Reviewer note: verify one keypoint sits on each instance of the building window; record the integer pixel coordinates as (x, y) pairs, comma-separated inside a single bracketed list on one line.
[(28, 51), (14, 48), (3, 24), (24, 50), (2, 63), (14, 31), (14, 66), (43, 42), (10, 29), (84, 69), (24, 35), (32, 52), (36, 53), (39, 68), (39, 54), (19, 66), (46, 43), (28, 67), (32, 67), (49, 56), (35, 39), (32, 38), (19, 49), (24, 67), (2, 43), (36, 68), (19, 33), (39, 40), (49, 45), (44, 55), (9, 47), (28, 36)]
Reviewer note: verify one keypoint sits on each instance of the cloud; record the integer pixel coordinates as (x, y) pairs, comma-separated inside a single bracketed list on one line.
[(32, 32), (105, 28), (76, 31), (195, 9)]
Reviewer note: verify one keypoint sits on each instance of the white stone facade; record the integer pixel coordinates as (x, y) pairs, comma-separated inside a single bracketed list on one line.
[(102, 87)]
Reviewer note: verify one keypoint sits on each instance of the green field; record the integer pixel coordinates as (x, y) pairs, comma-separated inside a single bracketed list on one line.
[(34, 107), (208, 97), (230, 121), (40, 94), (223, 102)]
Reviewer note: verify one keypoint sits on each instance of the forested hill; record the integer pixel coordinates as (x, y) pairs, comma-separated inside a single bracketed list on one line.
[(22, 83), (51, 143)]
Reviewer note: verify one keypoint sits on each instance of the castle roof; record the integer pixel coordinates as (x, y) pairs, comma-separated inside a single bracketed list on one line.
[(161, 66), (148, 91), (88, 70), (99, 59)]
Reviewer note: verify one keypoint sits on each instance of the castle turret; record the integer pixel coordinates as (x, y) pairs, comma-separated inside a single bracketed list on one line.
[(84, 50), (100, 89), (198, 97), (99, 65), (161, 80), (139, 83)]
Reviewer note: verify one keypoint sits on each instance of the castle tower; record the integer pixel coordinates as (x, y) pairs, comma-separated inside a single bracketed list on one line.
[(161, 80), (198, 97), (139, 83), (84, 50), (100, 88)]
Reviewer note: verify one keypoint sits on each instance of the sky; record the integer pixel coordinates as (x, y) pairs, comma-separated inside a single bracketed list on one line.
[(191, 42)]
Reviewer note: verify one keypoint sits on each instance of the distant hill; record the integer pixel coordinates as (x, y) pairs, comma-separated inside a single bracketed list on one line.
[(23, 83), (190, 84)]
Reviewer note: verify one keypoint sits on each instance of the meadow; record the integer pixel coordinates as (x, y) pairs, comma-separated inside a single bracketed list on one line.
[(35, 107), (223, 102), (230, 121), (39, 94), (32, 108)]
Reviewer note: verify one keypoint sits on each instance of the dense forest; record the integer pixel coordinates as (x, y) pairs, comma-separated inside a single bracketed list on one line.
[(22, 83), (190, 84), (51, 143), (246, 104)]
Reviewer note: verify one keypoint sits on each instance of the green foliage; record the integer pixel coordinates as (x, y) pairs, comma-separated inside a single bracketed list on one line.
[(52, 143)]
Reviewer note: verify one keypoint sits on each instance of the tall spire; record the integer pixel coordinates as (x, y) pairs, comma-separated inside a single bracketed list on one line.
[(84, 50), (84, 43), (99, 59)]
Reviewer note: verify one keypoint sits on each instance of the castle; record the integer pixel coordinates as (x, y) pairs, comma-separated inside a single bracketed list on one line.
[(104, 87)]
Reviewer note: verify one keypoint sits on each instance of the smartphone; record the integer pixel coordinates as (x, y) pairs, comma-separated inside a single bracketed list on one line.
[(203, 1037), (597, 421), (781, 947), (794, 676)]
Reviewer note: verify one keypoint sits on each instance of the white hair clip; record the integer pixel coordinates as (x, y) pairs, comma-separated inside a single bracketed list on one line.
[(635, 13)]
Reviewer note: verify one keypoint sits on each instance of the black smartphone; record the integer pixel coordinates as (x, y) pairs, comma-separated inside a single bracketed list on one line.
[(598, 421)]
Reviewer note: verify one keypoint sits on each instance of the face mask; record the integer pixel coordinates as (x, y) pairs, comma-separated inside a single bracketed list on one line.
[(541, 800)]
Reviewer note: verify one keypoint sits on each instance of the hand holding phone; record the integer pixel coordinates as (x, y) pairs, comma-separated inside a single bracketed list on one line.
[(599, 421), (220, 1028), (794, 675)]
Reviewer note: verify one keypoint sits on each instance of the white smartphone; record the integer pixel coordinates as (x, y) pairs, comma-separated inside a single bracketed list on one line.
───
PROBLEM:
Print every line of the listing above again, with nothing altered.

RESULT OF THE TASK:
Reviewer note: verify one keypoint sits on each instance of the building window; record the integer pixel coordinates as (x, y) pairs, comma-separated inside a single bracketed list on one line.
[(28, 51), (14, 48), (3, 24), (24, 50), (2, 63), (14, 31), (14, 66), (43, 42), (10, 29), (84, 69), (24, 35), (32, 52), (36, 53), (39, 68), (39, 54), (19, 66), (46, 43), (28, 67), (32, 67), (49, 56), (35, 39), (32, 38), (19, 49), (24, 67), (2, 43), (36, 68), (19, 33), (39, 40), (49, 45), (44, 55), (9, 47), (28, 36)]
Reviewer note: verify one keypoint sits on each instance of the cloud; record the integer pixel coordinates as (x, y) pairs, comma-separated inside a single bracketed list on one line.
[(32, 32), (105, 28), (76, 31), (195, 9)]
Reviewer note: verify one keypoint sits on each instance of the white stone facade; record the integer pixel coordinates as (x, y) pairs, comma-separated inside a single bracketed list on one line.
[(102, 87)]
Reviewer note: verify one keypoint sits on each instance of the green field; record the integer pixel coordinates as (x, y) pairs, comma-separated inside a single bracketed list on one line.
[(34, 107), (208, 97), (230, 121), (40, 94), (223, 102)]
Reviewer note: verify one keypoint sits on each instance of the forested hill; record the integer pixel coordinates as (x, y) pairs, comma-separated inside a single bracketed list on one line.
[(22, 83), (51, 143)]
Reviewer note: verify one keypoint sits on each instance of the castle roof; record the integer pixel coordinates as (x, y) pairs, comma-separated inside a single bracketed list on one line.
[(161, 66), (148, 91), (88, 70), (99, 59)]
Reviewer note: verify one keypoint sits on each instance of the castle turret; record the integer pixel coordinates as (x, y) pairs, comma-separated inside a single bracketed list on one line.
[(84, 50), (100, 89), (198, 97), (99, 65), (161, 80), (139, 83)]
Reviewer note: verify one keypoint sits on each instance of the castle tower; record the integer pixel coordinates as (x, y) pairs, comma-separated inside a single bracketed list on one line.
[(161, 80), (198, 97), (139, 83), (84, 50), (100, 88)]
Reviewer note: verify one keypoint sits on each instance of the sky; record the integer pixel coordinates as (x, y) pairs, comma-separated inside a single bracketed list on one line.
[(191, 42)]
Reviewer note: verify one keypoint sits on each instance of the distant hill; record the integer pixel coordinates as (x, y) pairs, comma-separated inside a single bracketed list on one line.
[(23, 83), (190, 84)]
Reviewer note: verify one keypoint sits on each instance of the meadow; record the integer pixel coordinates as (x, y) pairs, comma-separated inside a single bracketed list on one line.
[(35, 107), (223, 102), (230, 121), (39, 94), (32, 108)]
Reviewer note: verify one keypoint sits on each instance of the dense forest; record the integer pixel coordinates as (x, y) pairs, comma-separated inside a single bracketed list on one line.
[(22, 83), (190, 84), (51, 143), (246, 104)]
Reviewer note: verify one keypoint sits on each instance of the green foliage; record the integer pixel coordinates as (x, y) pairs, comma-separated inside a single bracketed list on one line.
[(52, 143)]
Reviewer note: verify one keypoint sits on each instance of the tall spire; record the integer pixel coordinates as (x, y) pairs, comma-separated inside a single bracketed list on one line.
[(84, 50), (84, 43), (99, 59)]
Reviewer note: verify one keypoint sits on each instance of the castle; record the integer pixel coordinates as (x, y) pairs, comma-separated inside a single bracketed list on one line.
[(104, 87)]
Reviewer note: verify one keypoint sits on each instance of the smartphone; record the integer pixel coordinates as (x, y) pairs, comma-separated inside a single bracketed list on one line.
[(203, 1037), (597, 421), (781, 947), (794, 676)]
Reviewer note: verify one keypoint sits on each instance of the white hair clip; record the integer pixel coordinates as (x, y) pairs, comma-separated inside a single bracketed list on one line.
[(635, 13)]
Reviewer note: verify one keypoint sits on each instance of the black smartphone; record the integer pixel coordinates as (x, y) pairs, comma-separated inside a single bracketed list on one line.
[(598, 421)]
Reviewer note: verify one keypoint sits on each instance of the face mask; record the integer pixel coordinates as (x, y) pairs, comma-separated inside a single bracketed list on one line.
[(541, 800)]
Reviewer note: verify one keypoint sits on each instance of the hand holding phone; record the integer pixel coordinates as (x, y) pairs, comma-separated inside a single bracketed list on one line.
[(599, 421), (220, 1028), (794, 675)]
Reviewer note: verify one keypoint sits on each instance of the white smartphone; record the integer pixel coordinates as (x, y) pairs, comma-separated inside a single bracketed list on one line.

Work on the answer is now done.